Text section:
[llvm] r280584 - AMDGPU: Fix spilling of m0
Matt Arsenault via llvm-commits
llvm-commits at lists.llvm.org
Fri Sep 2 23:57:56 PDT 2016
Author: arsenm
Date: Sat Sep 3 01:57:55 2016
New Revision: 280584
URL: http://llvm.org/viewvc/llvm-project?rev=280584&view=rev
Log:
AMDGPU: Fix spilling of m0
readlane/writelane do not support using m0 as the output/input.
Constrain the register class of spill vregs to try to avoid this,
but also handle spilling of the physreg when necessary by inserting
an additional copy to a normal SGPR.
Added:
llvm/trunk/test/CodeGen/AMDGPU/spill-m0.ll
Removed:
llvm/trunk/test/CodeGen/AMDGPU/m0-spill.ll
Modified:
llvm/trunk/lib/Target/AMDGPU/SIInstrInfo.cpp
llvm/trunk/lib/Target/AMDGPU/SIInstructions.td
llvm/trunk/lib/Target/AMDGPU/SIRegisterInfo.cpp
Modified: llvm/trunk/lib/Target/AMDGPU/SIInstrInfo.cpp
URL: http://llvm.org/viewvc/llvm-project/llvm/trunk/lib/Target/AMDGPU/SIInstrInfo.cpp?rev=280584&r1=280583&r2=280584&view=diff
==============================================================================
--- llvm/trunk/lib/Target/AMDGPU/SIInstrInfo.cpp (original)
+++ llvm/trunk/lib/Target/AMDGPU/SIInstrInfo.cpp Sat Sep 3 01:57:55 2016
@@ -587,17 +587,18 @@ void SIInstrInfo::storeRegToStackSlot(Ma
if (RI.isSGPRClass(RC)) {
MFI->setHasSpilledSGPRs();
+ // We are only allowed to create one new instruction when spilling
+ // registers, so we need to use pseudo instruction for spilling SGPRs.
+ const MCInstrDesc &OpDesc = get(getSGPRSpillSaveOpcode(RC->getSize()));
+
+ // The SGPR spill/restore instructions only work on number sgprs, so we need
+ // to make sure we are using the correct register class.
if (TargetRegisterInfo::isVirtualRegister(SrcReg) && RC->getSize() == 4) {
- // m0 may not be allowed for readlane.

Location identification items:
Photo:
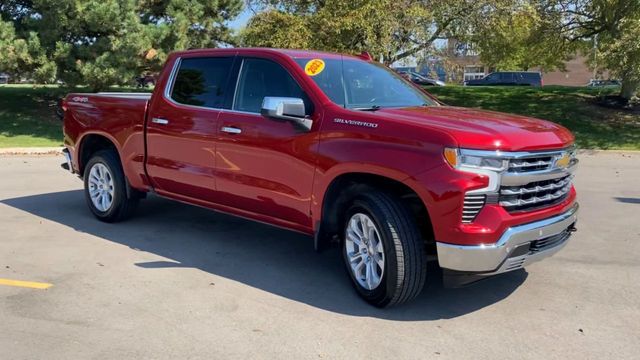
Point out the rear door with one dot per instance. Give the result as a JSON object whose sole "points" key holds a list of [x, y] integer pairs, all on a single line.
{"points": [[266, 166], [182, 126]]}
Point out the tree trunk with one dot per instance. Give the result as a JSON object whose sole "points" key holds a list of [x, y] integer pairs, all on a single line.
{"points": [[628, 88]]}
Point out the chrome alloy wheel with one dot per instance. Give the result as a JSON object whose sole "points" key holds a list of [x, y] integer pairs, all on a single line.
{"points": [[364, 251], [101, 187]]}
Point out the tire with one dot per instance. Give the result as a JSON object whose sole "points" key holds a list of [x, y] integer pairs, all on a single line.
{"points": [[107, 173], [404, 260]]}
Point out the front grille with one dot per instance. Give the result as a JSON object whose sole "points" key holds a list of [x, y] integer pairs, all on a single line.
{"points": [[472, 206], [552, 241], [535, 195], [534, 163]]}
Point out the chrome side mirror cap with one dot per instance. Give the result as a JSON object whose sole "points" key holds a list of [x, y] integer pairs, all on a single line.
{"points": [[286, 108]]}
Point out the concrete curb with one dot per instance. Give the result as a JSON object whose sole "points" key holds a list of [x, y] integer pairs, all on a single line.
{"points": [[31, 151]]}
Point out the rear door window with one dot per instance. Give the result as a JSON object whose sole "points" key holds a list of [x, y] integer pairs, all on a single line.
{"points": [[202, 81]]}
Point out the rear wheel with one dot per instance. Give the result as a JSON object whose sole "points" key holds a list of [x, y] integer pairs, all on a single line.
{"points": [[105, 188], [383, 251]]}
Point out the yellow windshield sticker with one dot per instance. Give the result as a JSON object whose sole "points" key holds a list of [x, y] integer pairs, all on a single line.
{"points": [[314, 67]]}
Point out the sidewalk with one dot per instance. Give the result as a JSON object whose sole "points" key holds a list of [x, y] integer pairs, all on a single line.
{"points": [[31, 151]]}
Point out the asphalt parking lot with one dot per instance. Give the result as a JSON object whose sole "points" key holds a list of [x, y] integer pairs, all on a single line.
{"points": [[178, 281]]}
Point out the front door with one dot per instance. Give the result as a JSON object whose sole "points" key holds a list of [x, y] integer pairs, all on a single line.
{"points": [[183, 125], [266, 166]]}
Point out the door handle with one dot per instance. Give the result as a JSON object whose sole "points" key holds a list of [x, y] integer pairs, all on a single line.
{"points": [[160, 121], [231, 130]]}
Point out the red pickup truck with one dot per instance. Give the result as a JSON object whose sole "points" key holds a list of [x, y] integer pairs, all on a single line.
{"points": [[337, 147]]}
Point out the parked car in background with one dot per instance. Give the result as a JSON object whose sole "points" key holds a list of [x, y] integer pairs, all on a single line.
{"points": [[604, 83], [339, 148], [508, 78], [423, 80]]}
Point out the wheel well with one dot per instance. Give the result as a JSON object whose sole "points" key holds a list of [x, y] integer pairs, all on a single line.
{"points": [[345, 188], [92, 144]]}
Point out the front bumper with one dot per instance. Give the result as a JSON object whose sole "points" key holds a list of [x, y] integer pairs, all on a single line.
{"points": [[517, 247]]}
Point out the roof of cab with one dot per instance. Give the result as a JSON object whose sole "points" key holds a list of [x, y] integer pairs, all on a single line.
{"points": [[296, 54]]}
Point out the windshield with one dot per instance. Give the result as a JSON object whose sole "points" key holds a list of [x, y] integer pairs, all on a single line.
{"points": [[358, 84]]}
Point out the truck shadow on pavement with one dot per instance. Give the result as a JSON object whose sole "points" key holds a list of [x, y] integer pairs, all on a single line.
{"points": [[267, 258]]}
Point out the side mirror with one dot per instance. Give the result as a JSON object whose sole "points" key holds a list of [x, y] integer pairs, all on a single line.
{"points": [[284, 108]]}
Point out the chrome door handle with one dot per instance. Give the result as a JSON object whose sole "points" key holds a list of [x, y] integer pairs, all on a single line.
{"points": [[160, 121], [230, 130]]}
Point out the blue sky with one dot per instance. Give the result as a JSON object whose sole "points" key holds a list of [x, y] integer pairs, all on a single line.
{"points": [[241, 20]]}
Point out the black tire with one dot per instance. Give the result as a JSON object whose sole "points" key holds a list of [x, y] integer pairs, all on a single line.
{"points": [[122, 206], [405, 258]]}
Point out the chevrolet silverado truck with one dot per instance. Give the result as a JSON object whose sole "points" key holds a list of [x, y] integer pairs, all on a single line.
{"points": [[337, 147]]}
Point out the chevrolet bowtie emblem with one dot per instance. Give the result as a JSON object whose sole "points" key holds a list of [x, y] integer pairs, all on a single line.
{"points": [[563, 161]]}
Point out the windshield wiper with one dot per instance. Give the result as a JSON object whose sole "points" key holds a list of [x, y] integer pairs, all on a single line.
{"points": [[370, 108]]}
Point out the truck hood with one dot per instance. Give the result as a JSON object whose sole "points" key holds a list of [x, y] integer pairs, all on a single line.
{"points": [[486, 130]]}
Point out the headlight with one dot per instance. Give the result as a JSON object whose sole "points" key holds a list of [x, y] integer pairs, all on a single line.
{"points": [[468, 160]]}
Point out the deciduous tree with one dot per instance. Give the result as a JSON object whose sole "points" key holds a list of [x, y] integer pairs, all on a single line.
{"points": [[107, 42]]}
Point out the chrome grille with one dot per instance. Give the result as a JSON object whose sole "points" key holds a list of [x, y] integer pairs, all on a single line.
{"points": [[472, 206], [534, 163], [535, 195]]}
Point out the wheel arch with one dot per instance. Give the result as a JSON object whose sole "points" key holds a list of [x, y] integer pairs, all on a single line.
{"points": [[92, 142], [345, 186]]}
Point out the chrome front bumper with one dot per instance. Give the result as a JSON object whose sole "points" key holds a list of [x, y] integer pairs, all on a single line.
{"points": [[516, 248]]}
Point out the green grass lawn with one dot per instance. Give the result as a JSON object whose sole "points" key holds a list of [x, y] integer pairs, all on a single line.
{"points": [[595, 127], [27, 113], [27, 116]]}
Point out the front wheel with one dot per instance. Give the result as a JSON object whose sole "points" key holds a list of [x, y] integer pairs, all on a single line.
{"points": [[383, 251], [105, 188]]}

Tasks to complete:
[1] Set down the passage of the commit text from "[llvm] r280584 - AMDGPU: Fix" up to and including "a normal SGPR.", word for word.
[2] Answer these questions using the commit text:
(a) What is the new revision number?
(b) Which test file was removed?
(c) What do readlane/writelane not support?
Rely solely on the commit text when responding.

Responses to the exercise:
[1]
[llvm] r280584 - AMDGPU: Fix spilling of m0
Matt Arsenault via llvm-commits
llvm-commits at lists.llvm.org
Fri Sep 2 23:57:56 PDT 2016
Author: arsenm
Date: Sat Sep 3 01:57:55 2016
New Revision: 280584
URL: http://llvm.org/viewvc/llvm-project?rev=280584&view=rev
Log:
AMDGPU: Fix spilling of m0
readlane/writelane do not support using m0 as the output/input.
Constrain the register class of spill vregs to try to avoid this,
but also handle spilling of the physreg when necessary by inserting
an additional copy to a normal SGPR.

[2]
(a) 280584
(b) llvm/trunk/test/CodeGen/AMDGPU/m0-spill.ll
(c) Using m0 as the output/input.